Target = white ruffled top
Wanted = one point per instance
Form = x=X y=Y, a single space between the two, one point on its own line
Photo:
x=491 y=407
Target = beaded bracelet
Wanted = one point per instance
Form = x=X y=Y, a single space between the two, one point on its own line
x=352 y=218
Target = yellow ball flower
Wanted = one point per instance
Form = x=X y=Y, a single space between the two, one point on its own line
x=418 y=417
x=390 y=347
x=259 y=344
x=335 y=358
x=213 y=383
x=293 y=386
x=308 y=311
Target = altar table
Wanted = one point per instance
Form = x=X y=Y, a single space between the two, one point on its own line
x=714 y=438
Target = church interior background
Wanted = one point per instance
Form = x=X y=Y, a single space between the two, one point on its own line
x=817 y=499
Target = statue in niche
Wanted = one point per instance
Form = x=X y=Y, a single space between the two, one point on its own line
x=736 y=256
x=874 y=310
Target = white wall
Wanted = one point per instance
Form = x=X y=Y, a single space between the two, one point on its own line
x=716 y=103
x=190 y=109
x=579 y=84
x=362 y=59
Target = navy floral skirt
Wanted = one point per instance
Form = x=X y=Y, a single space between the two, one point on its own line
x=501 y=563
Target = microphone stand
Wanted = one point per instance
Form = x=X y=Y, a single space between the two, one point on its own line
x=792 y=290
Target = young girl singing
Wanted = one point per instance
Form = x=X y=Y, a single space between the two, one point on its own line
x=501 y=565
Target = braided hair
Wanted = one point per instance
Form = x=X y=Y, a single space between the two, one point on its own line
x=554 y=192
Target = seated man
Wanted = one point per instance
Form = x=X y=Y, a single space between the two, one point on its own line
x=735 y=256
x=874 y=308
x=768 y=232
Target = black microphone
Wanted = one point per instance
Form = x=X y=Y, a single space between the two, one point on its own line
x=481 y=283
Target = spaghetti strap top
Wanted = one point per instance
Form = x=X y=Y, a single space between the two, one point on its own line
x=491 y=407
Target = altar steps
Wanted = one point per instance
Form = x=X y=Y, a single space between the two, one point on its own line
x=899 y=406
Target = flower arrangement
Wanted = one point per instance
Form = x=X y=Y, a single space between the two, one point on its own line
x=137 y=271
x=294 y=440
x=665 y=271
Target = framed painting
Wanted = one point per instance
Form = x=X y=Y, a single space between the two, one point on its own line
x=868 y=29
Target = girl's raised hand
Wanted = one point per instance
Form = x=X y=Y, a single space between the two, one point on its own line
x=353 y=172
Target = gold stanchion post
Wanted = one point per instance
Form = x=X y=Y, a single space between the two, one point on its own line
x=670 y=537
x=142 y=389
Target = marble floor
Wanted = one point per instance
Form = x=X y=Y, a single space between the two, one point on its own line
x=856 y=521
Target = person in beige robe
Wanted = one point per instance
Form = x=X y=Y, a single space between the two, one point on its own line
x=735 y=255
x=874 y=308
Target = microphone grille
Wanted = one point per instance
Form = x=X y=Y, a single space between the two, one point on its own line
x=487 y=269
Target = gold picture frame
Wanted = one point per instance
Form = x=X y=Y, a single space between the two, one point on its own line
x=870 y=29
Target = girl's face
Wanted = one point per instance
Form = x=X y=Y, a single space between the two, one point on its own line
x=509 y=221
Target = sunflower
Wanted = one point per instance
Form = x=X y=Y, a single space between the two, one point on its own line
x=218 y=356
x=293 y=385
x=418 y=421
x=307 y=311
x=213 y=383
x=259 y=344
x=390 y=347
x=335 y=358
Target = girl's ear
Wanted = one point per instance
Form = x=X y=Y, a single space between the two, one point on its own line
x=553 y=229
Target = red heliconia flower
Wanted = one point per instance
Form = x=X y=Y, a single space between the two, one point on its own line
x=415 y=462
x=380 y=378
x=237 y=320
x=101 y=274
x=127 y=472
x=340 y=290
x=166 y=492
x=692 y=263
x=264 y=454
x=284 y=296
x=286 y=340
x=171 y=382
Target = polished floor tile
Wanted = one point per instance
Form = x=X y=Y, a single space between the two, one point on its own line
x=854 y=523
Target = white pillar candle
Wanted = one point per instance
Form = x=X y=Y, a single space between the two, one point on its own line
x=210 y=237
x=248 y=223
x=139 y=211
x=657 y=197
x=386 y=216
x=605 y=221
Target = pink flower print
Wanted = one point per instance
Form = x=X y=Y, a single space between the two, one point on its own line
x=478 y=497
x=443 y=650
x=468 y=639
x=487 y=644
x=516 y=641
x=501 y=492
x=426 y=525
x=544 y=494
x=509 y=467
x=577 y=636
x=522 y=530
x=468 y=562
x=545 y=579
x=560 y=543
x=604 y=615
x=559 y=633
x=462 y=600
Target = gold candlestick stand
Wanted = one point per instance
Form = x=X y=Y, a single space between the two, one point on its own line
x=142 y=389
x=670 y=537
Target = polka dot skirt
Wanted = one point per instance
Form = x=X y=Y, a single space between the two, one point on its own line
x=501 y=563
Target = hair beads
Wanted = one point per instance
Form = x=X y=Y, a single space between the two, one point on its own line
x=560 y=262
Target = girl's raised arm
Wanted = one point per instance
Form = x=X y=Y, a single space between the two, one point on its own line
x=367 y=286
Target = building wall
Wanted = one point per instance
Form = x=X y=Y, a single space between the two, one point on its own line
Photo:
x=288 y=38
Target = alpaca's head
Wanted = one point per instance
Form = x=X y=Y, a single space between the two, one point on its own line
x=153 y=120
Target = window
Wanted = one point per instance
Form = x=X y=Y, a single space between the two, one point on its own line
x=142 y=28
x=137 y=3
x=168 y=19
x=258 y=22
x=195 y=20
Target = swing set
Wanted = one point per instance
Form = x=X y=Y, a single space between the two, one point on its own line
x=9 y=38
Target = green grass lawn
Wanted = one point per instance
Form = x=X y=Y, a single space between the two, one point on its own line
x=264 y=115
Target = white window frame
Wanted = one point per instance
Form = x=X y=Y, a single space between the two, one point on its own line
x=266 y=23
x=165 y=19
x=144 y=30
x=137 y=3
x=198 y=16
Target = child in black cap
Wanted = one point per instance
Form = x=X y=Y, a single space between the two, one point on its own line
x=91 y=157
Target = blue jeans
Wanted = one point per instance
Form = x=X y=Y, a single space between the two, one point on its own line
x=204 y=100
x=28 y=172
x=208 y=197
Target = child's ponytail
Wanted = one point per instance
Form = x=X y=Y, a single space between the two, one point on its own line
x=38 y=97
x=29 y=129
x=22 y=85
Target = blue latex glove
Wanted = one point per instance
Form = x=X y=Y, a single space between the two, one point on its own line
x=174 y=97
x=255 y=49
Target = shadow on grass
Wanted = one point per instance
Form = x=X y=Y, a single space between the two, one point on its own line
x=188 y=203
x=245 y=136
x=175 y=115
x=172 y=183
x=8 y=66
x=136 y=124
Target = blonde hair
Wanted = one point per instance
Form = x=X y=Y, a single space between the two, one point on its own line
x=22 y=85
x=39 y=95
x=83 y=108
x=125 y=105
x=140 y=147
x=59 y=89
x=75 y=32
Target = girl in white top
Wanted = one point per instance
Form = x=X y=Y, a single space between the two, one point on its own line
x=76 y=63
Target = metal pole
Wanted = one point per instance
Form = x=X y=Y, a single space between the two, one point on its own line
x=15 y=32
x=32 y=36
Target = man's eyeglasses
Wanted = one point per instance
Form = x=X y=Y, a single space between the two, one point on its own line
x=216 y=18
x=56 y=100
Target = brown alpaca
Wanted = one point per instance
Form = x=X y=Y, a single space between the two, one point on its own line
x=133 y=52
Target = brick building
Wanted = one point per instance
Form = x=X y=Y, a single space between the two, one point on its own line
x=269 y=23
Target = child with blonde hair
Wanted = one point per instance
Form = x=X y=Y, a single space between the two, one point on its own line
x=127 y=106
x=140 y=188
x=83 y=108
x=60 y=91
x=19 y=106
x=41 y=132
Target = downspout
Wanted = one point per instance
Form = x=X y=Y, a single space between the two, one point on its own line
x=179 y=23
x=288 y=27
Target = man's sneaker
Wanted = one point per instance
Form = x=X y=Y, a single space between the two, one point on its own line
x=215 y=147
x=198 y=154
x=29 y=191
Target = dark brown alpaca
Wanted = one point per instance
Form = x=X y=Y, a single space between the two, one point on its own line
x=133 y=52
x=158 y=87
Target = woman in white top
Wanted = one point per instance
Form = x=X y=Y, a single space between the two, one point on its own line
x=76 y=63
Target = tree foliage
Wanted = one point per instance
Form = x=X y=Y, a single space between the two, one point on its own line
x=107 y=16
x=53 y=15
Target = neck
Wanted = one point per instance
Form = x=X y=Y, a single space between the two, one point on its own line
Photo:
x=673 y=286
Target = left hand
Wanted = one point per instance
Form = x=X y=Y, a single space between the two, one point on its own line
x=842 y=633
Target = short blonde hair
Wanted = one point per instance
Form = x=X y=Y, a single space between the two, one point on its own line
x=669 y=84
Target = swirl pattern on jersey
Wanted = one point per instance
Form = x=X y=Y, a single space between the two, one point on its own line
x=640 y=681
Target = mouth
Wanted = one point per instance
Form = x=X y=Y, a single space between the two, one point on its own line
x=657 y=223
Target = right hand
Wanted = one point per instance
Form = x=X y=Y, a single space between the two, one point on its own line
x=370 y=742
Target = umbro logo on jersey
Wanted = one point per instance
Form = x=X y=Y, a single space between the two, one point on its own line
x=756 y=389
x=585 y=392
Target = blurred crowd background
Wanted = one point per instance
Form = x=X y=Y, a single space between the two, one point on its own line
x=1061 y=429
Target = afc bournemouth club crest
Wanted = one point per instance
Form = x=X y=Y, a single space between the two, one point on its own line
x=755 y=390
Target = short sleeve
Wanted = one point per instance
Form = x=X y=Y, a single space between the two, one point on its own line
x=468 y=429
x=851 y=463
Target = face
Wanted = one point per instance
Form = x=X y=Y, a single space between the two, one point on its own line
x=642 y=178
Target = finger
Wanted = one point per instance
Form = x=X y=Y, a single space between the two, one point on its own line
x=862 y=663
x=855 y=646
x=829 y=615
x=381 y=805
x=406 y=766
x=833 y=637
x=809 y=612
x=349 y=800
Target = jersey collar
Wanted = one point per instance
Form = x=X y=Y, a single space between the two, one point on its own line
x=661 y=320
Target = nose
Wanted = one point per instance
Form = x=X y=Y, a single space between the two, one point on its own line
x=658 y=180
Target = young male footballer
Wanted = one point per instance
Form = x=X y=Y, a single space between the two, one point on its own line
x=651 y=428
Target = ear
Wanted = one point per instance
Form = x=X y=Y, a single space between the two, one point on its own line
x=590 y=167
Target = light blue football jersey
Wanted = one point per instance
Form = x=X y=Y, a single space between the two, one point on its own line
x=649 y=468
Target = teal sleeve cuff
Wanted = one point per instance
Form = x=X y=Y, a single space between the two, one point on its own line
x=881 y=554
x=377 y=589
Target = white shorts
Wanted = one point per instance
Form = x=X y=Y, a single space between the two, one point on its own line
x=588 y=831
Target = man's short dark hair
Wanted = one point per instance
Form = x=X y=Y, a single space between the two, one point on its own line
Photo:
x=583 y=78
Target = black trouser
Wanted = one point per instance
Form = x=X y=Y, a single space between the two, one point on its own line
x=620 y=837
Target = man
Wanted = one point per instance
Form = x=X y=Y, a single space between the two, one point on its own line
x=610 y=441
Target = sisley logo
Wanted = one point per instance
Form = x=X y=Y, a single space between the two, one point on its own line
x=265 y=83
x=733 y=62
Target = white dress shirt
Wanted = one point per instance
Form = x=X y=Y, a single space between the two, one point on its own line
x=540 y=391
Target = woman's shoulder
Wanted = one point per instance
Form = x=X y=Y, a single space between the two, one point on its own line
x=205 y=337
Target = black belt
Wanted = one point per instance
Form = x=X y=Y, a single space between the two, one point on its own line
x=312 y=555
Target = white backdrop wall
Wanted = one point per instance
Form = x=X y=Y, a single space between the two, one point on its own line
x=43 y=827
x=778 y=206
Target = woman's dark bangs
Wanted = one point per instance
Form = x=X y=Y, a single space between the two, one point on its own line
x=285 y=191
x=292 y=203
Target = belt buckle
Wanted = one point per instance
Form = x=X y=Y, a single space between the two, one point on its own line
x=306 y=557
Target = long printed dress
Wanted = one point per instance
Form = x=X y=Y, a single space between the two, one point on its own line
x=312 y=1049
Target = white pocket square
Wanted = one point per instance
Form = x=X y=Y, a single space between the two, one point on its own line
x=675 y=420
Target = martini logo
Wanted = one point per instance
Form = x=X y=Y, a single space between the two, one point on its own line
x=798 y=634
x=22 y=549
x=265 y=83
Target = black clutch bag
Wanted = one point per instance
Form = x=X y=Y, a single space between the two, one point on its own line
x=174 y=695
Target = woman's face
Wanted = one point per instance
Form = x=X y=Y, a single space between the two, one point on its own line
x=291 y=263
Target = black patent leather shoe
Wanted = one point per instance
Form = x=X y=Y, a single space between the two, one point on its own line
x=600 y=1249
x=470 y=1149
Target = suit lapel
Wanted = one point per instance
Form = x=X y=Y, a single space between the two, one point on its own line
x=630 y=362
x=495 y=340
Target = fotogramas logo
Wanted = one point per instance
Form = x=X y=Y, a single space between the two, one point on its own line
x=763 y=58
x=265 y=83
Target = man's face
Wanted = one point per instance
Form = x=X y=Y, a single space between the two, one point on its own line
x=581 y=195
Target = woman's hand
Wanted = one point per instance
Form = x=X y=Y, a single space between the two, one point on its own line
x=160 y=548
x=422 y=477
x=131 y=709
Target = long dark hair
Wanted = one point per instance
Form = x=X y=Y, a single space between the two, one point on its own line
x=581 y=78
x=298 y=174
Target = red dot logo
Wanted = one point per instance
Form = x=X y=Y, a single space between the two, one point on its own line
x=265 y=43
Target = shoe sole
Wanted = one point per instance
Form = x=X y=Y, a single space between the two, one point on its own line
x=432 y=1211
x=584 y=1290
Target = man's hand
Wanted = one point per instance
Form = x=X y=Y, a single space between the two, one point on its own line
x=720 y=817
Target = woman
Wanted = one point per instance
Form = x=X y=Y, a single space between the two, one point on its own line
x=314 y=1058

------------------------

#### [DIRECTIVE]
Exactly and exclusively, repeat the lines from the line that contains "Target = long dark hair" through the end of the records, both ends included.

#### [TASK RESULT]
Target = long dark hair
Wanted = one point per instance
Form = x=X y=Y, a single space between the two, one point on its own line
x=581 y=78
x=298 y=174
Target = red dot logo
Wanted = one point per instance
Form = x=X y=Y, a single space between the two, one point on its own line
x=265 y=43
Target = shoe sole
Wanted = one point per instance
Form = x=X y=Y, a single space between the two, one point on its own line
x=432 y=1211
x=584 y=1290
Target = man's hand
Wanted = one point per instance
Form = x=X y=Y, a single space between the two, one point on its own line
x=720 y=817
Target = woman
Wanted = one point per instance
Form = x=X y=Y, a single space between the two, one point on its own line
x=314 y=1058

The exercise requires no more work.